Region pointing data:
━━━

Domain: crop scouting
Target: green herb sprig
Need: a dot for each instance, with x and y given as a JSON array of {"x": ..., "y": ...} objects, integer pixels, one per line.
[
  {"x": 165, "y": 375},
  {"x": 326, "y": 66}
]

━━━

Return the lines above exactly, keeping every word.

__Output of the exercise__.
Domain: crop scouting
Target: green herb sprig
Need: a dot for each instance, with x and y given as a JSON array of {"x": ..., "y": ...} objects, integer pixels, one per line.
[
  {"x": 165, "y": 375},
  {"x": 326, "y": 66}
]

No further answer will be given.